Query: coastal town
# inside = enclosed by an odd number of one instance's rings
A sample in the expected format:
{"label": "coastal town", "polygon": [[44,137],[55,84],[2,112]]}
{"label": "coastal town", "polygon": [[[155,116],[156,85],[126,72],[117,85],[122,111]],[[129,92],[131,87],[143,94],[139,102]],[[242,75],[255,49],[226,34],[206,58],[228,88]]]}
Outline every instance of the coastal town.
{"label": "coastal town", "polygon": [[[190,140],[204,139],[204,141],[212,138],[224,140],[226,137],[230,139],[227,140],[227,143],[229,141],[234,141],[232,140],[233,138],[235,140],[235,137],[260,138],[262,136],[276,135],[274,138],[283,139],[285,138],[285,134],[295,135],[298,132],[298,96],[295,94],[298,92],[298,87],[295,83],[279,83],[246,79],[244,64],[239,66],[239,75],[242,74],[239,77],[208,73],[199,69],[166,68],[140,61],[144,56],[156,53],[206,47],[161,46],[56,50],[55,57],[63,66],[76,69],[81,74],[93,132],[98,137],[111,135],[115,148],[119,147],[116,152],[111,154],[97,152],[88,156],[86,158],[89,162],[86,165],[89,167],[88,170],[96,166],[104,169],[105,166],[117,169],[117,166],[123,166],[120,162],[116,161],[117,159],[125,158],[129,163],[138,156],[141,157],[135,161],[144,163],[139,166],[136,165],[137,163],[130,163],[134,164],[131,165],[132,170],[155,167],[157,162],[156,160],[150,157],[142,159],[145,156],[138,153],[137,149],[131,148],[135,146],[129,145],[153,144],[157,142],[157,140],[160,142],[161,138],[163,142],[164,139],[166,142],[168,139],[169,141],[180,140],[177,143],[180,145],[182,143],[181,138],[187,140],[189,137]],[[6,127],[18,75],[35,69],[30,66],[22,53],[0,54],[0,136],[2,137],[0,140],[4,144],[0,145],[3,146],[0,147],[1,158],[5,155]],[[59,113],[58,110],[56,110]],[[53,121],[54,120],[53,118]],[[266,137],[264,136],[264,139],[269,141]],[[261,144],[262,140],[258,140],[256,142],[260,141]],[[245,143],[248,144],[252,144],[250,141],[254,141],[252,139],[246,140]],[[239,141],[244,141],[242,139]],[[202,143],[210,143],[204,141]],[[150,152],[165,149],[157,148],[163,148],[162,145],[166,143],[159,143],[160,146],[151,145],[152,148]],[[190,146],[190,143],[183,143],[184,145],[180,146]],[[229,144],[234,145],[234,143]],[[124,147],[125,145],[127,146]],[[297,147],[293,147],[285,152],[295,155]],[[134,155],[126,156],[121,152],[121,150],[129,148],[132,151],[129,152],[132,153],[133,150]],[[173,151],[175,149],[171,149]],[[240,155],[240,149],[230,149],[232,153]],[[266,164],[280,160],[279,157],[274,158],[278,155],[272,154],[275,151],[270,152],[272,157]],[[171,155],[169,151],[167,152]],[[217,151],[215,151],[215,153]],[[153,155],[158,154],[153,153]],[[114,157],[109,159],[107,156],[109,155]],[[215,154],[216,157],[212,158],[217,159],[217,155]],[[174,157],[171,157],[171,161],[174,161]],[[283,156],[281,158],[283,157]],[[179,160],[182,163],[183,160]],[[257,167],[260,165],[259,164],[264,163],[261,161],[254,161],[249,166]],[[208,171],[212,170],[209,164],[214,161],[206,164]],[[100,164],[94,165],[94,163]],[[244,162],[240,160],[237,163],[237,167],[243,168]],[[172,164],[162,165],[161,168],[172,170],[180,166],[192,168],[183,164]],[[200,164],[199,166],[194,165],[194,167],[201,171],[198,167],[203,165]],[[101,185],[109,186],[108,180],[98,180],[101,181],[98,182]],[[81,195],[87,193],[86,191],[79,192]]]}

——

- _GIVEN REQUEST_
Copy the records above, swapping each "instance" for "object" and changing nothing else.

- _SOLUTION_
Query: coastal town
# inside = enclosed by an odd number of one object's rings
A sample in the expected format:
{"label": "coastal town", "polygon": [[44,137],[55,84],[2,112]]}
{"label": "coastal town", "polygon": [[[155,116],[156,85],[126,72],[117,85],[122,111]],[[129,92],[131,87],[143,94],[139,102]],[[242,75],[255,49],[226,34],[206,58],[228,88]]]}
Outline every object of the coastal town.
{"label": "coastal town", "polygon": [[[190,140],[204,139],[204,141],[212,138],[224,140],[226,137],[230,139],[227,140],[227,143],[229,141],[234,141],[232,140],[233,138],[235,140],[235,137],[260,138],[262,136],[276,135],[274,138],[283,139],[285,138],[285,134],[295,135],[298,132],[298,96],[295,94],[298,92],[298,87],[295,83],[279,83],[246,79],[244,64],[239,66],[239,75],[242,74],[239,77],[208,73],[199,69],[166,68],[140,61],[144,56],[156,53],[206,47],[161,46],[56,50],[55,57],[63,66],[76,69],[81,74],[93,132],[98,137],[111,135],[115,148],[119,147],[116,152],[111,154],[97,152],[88,156],[86,158],[89,162],[86,165],[89,167],[88,170],[96,166],[104,169],[105,166],[117,169],[117,166],[123,166],[120,162],[116,161],[117,159],[125,158],[129,163],[138,156],[141,157],[135,161],[144,163],[139,166],[136,165],[137,163],[130,163],[134,164],[131,165],[132,170],[155,167],[157,162],[156,160],[150,157],[142,159],[145,156],[138,153],[137,149],[131,148],[135,146],[129,145],[153,144],[157,142],[157,140],[160,142],[161,138],[163,142],[164,139],[166,142],[168,139],[169,141],[180,140],[177,143],[180,145],[182,143],[181,138],[187,140],[189,137]],[[6,127],[18,75],[35,69],[30,66],[22,53],[0,54],[0,136],[2,137],[0,140],[4,144],[0,145],[3,146],[0,147],[1,158],[5,155]],[[59,113],[58,110],[56,110]],[[53,121],[54,120],[53,118]],[[266,137],[264,136],[264,139],[269,141]],[[261,144],[262,140],[258,140],[256,142],[260,141]],[[245,143],[248,144],[252,144],[250,141],[254,141],[252,139],[246,140]],[[239,141],[244,141],[242,139]],[[202,143],[210,143],[204,141]],[[150,152],[165,149],[157,148],[163,148],[162,145],[166,143],[159,143],[160,146],[151,145],[152,148]],[[190,146],[190,143],[183,143],[184,145],[180,146]],[[229,144],[234,145],[234,143]],[[124,147],[125,145],[127,146]],[[297,147],[293,147],[285,152],[295,155]],[[134,155],[126,156],[121,152],[121,150],[129,148],[132,151],[129,152],[132,153],[133,150]],[[173,151],[175,149],[171,149]],[[240,155],[240,149],[230,149],[232,153]],[[266,164],[280,160],[279,157],[274,158],[278,155],[272,154],[275,151],[270,152],[272,157]],[[171,155],[169,151],[167,152]],[[217,151],[215,151],[215,153]],[[153,155],[158,154],[153,153]],[[114,157],[109,159],[107,156],[109,155]],[[215,154],[216,157],[212,158],[217,159],[217,155]],[[174,157],[171,157],[171,161],[174,161]],[[283,156],[281,158],[283,157]],[[179,160],[182,163],[183,160]],[[257,167],[260,165],[259,164],[264,163],[261,161],[254,161],[249,166]],[[208,171],[212,170],[209,164],[214,161],[206,164]],[[100,164],[94,165],[94,163]],[[244,162],[240,160],[237,163],[237,167],[243,168]],[[172,164],[162,165],[161,168],[172,170],[180,166],[192,168],[183,164]],[[200,164],[199,166],[194,165],[194,167],[201,171],[198,167],[203,165]],[[101,185],[109,186],[108,180],[98,180],[101,181],[98,182]],[[81,195],[87,193],[86,191],[79,192]]]}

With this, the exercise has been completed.